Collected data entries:
####################
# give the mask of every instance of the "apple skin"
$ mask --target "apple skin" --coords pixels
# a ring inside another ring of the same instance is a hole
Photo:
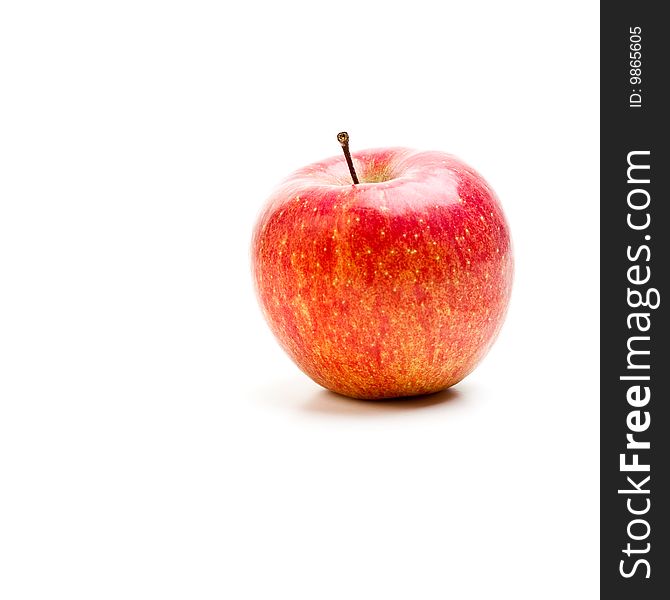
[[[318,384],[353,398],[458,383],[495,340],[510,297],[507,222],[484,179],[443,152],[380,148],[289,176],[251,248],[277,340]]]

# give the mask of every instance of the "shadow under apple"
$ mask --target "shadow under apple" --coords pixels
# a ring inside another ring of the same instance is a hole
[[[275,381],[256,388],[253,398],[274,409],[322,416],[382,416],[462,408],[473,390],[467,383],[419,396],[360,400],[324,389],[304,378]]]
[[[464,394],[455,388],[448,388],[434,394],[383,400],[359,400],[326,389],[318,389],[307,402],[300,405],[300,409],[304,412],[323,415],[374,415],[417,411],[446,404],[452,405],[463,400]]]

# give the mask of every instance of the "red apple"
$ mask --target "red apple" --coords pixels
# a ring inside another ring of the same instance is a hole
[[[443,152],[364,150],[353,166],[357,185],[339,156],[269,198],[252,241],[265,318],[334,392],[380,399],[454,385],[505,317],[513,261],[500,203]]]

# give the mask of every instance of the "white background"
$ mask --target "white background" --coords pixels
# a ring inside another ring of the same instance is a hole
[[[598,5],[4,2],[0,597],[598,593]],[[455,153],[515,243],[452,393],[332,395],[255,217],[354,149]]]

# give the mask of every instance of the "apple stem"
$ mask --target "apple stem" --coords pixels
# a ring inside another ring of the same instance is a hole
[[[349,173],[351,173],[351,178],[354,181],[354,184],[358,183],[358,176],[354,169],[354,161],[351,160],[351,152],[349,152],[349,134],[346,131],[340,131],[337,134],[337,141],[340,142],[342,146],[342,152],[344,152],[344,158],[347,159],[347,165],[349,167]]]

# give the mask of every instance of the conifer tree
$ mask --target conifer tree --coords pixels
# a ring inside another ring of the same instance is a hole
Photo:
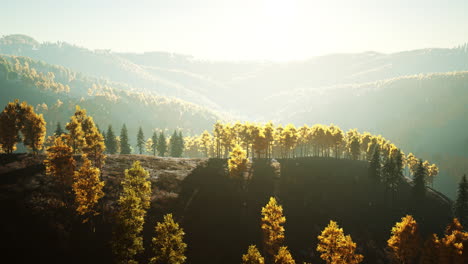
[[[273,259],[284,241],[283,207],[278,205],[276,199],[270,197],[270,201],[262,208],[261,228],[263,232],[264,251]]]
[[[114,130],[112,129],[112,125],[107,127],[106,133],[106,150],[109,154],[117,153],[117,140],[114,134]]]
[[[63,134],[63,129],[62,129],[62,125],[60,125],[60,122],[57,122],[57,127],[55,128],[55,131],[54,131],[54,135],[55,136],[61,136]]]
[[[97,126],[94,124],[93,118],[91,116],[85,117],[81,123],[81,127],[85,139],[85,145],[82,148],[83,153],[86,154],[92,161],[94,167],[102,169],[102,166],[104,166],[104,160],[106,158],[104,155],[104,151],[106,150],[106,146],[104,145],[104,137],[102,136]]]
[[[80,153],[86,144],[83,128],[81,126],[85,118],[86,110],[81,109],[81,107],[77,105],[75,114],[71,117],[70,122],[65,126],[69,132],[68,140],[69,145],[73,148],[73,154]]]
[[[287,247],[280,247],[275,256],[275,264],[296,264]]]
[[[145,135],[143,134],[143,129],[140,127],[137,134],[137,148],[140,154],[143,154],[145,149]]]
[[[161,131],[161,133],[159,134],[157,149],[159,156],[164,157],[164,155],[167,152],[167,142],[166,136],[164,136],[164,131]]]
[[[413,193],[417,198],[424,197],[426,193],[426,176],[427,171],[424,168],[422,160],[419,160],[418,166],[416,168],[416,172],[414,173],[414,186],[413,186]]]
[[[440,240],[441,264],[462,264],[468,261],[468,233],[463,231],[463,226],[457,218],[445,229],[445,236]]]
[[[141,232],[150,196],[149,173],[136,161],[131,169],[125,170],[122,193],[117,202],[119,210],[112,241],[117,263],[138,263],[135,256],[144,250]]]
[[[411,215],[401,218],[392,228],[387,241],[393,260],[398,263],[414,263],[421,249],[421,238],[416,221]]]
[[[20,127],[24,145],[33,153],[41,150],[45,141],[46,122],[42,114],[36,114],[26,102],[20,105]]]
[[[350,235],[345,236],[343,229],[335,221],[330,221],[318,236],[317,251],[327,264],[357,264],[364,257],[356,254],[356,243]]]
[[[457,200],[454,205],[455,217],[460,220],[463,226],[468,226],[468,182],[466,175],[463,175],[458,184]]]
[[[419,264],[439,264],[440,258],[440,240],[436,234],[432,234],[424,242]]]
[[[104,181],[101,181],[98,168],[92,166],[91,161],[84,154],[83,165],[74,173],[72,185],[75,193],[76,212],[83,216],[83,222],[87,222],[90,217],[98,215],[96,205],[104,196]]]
####################
» **REQUIRED WORK**: Repeat every line above exactly, minus the pictures.

» **TASK RESPONSE**:
# give the mask of every instance of the "apple skin"
$ mask --target "apple skin" --coords pixels
# a ring inside another ring of the same instance is a hole
Photo:
[[[318,384],[353,398],[458,383],[495,340],[510,297],[507,222],[484,179],[443,152],[380,148],[289,176],[251,248],[277,340]]]

# give the mask of every instance of the "shadow under apple"
$ mask --target "shadow under apple" --coords pixels
# a ring inside another ring of the same instance is a hole
[[[275,381],[256,388],[253,398],[274,409],[322,416],[382,416],[462,408],[473,390],[467,383],[419,396],[360,400],[324,389],[304,378]]]
[[[464,394],[455,388],[448,388],[434,394],[383,400],[359,400],[326,389],[318,389],[307,402],[300,405],[300,409],[304,412],[323,415],[374,415],[417,411],[446,404],[452,405],[463,400]]]

# give the mask of every instance of the "red apple"
$ mask --target "red apple" --coords pixels
# a ring inside another ring of the same instance is a hole
[[[443,152],[364,150],[353,166],[357,185],[339,156],[269,198],[252,241],[265,318],[334,392],[380,399],[454,385],[505,317],[513,261],[500,203]]]

# give the mask of every instance of the "white background"
$ mask --target "white background" --coords pixels
# a ring inside another ring of the same instance is a hole
[[[598,5],[4,2],[0,597],[598,593]],[[455,153],[515,243],[452,393],[332,395],[255,217],[354,149]]]

# give the mask of every instance of the "apple stem"
$ mask --target "apple stem" --coords pixels
# a ring inside another ring of the same instance is a hole
[[[349,173],[351,173],[351,178],[354,181],[354,184],[358,183],[358,176],[354,169],[354,161],[351,160],[351,152],[349,152],[349,134],[346,131],[340,131],[337,134],[337,141],[340,142],[342,146],[342,152],[344,152],[344,158],[347,159],[347,165],[349,167]]]

# give the mask of every instance of the conifer tree
$ mask --target conifer tree --coords pixels
# a ring inside another ring of the same instance is a hole
Photo:
[[[273,259],[284,241],[283,207],[278,205],[276,199],[270,197],[270,201],[262,208],[261,228],[263,232],[264,251]]]
[[[114,130],[112,129],[112,125],[107,127],[106,133],[106,150],[109,154],[117,153],[117,140],[114,134]]]
[[[63,134],[63,129],[62,129],[62,125],[60,125],[60,122],[57,122],[57,127],[55,128],[55,131],[54,131],[54,135],[55,136],[61,136]]]
[[[97,126],[94,124],[93,118],[91,116],[85,117],[81,123],[81,127],[85,139],[85,145],[82,148],[83,153],[86,154],[92,161],[94,167],[102,169],[102,166],[104,166],[104,160],[106,158],[104,155],[104,151],[106,150],[106,146],[104,145],[104,137],[102,136]]]
[[[80,153],[86,144],[83,128],[81,126],[85,118],[86,110],[81,109],[81,107],[77,105],[75,114],[71,117],[70,122],[65,126],[69,132],[68,140],[69,145],[73,148],[73,154]]]
[[[287,247],[280,247],[275,256],[275,264],[296,264]]]
[[[145,135],[143,134],[143,129],[140,127],[137,134],[137,148],[140,154],[143,154],[145,149]]]
[[[161,131],[161,133],[159,134],[157,149],[159,156],[164,157],[164,155],[167,152],[167,142],[166,136],[164,136],[164,131]]]
[[[413,193],[417,198],[424,197],[426,193],[426,176],[427,171],[424,168],[422,160],[419,160],[418,166],[416,168],[416,172],[414,173],[414,186],[413,186]]]
[[[440,240],[441,264],[462,264],[468,261],[468,233],[463,231],[463,226],[457,218],[445,229],[445,236]]]
[[[141,232],[150,196],[149,173],[136,161],[131,169],[125,170],[122,193],[117,202],[119,210],[112,241],[117,263],[138,263],[135,256],[144,250]]]
[[[411,215],[401,218],[392,228],[387,241],[393,260],[398,263],[414,263],[421,249],[421,238],[416,221]]]
[[[20,127],[24,145],[33,153],[41,150],[45,141],[46,122],[42,114],[36,114],[26,102],[20,105]]]
[[[350,235],[345,236],[343,229],[335,221],[330,221],[318,236],[317,251],[327,264],[357,264],[364,257],[356,254],[356,243]]]
[[[457,200],[454,205],[455,217],[460,220],[463,226],[468,226],[468,182],[466,175],[463,175],[458,184]]]
[[[419,264],[439,264],[440,258],[440,240],[436,234],[432,234],[424,242]]]
[[[104,181],[101,181],[98,168],[92,166],[91,161],[84,154],[83,165],[74,173],[72,185],[75,193],[76,212],[83,216],[83,222],[87,222],[90,217],[98,215],[96,205],[104,196]]]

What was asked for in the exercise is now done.